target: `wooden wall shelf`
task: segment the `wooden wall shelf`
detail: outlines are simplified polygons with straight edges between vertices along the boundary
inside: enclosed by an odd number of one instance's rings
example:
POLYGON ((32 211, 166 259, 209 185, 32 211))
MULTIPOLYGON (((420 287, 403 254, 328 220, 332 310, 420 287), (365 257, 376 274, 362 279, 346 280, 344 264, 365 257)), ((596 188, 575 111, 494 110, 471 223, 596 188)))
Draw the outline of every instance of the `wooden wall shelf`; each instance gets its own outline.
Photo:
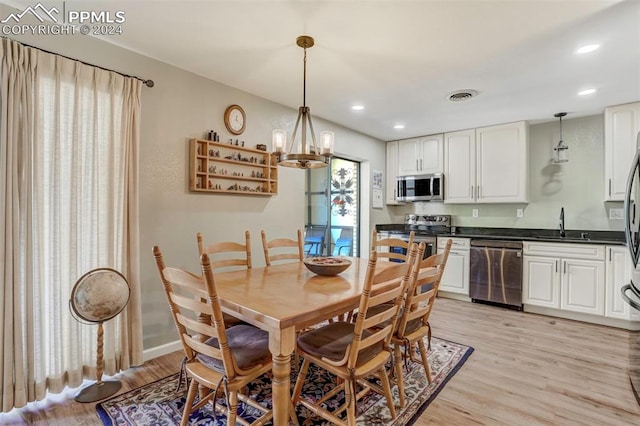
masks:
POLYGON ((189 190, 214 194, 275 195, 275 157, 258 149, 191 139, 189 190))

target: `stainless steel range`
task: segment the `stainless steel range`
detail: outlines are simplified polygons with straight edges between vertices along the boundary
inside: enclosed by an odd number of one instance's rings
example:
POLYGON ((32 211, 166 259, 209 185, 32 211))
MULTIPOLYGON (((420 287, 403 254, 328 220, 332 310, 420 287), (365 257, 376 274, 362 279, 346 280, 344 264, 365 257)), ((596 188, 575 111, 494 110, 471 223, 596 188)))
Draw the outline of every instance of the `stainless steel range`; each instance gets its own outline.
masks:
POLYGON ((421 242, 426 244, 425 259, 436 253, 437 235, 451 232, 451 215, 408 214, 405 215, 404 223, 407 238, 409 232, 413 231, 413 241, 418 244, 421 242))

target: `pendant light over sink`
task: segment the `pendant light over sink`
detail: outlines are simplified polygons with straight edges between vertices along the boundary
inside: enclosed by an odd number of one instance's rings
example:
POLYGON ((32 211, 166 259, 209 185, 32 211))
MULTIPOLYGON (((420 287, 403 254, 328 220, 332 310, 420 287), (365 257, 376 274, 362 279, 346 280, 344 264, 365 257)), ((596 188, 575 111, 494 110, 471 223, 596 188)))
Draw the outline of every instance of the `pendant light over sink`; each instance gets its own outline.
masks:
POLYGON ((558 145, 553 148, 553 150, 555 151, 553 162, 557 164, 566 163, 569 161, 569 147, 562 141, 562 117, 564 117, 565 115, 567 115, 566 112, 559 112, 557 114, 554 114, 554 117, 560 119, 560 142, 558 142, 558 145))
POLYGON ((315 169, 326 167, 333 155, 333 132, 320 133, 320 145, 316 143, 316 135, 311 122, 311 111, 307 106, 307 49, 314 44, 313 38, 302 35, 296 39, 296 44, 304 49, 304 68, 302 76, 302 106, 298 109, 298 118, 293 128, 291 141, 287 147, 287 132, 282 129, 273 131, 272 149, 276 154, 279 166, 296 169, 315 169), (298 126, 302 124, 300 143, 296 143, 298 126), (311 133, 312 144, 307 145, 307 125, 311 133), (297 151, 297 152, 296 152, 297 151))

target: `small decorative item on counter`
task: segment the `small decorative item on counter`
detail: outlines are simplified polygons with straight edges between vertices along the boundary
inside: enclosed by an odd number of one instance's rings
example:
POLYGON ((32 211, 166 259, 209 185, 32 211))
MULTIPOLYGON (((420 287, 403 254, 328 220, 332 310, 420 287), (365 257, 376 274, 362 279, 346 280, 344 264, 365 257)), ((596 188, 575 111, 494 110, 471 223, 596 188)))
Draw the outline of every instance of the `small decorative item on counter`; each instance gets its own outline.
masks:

⁂

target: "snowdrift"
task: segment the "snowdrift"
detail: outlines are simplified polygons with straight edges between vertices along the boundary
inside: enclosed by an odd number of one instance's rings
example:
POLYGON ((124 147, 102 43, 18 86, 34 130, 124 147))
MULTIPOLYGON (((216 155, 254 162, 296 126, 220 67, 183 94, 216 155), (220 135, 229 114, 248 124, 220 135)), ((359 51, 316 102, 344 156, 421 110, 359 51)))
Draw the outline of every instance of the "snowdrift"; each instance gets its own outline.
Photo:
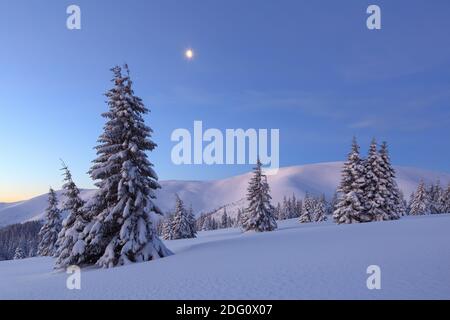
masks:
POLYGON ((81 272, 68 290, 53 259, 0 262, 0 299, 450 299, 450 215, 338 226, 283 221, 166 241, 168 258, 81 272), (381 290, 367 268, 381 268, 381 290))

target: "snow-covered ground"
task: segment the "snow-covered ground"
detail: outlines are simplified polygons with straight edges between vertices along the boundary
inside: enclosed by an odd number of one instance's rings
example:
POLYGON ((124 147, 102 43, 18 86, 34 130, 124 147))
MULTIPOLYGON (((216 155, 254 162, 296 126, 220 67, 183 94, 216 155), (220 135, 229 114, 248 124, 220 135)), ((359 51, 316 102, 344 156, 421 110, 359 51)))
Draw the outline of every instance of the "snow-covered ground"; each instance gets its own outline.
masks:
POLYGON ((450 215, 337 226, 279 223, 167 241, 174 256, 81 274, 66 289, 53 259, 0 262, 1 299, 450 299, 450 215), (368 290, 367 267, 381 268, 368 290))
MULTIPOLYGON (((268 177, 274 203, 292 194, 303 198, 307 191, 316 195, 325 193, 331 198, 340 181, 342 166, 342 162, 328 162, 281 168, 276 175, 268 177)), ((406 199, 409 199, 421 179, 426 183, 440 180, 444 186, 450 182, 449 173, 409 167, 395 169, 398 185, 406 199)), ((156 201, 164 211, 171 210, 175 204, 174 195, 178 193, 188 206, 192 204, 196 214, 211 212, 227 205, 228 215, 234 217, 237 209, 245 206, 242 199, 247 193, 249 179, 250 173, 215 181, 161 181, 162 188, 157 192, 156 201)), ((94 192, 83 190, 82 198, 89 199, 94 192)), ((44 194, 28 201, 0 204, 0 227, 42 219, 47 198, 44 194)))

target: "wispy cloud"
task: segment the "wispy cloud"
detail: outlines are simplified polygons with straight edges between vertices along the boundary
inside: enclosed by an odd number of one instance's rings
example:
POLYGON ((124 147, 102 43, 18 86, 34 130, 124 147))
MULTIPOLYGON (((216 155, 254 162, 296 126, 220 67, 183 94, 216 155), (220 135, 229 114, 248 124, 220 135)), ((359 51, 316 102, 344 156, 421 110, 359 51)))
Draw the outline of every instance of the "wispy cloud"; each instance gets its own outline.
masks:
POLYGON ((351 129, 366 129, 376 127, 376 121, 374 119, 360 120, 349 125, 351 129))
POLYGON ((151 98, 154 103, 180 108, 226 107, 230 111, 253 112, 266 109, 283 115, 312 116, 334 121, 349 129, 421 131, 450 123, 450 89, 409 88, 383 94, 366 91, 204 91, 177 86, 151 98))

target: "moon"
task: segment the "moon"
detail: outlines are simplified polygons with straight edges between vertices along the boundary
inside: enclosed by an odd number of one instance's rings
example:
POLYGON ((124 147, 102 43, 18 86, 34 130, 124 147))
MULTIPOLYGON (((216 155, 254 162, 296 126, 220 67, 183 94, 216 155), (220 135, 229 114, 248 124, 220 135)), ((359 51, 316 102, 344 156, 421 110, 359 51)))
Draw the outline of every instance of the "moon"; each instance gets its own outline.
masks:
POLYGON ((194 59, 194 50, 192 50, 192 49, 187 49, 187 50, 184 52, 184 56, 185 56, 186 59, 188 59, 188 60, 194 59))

⁂

For the listing above, state how many lines contain the string "task". Give the number and nothing else.

8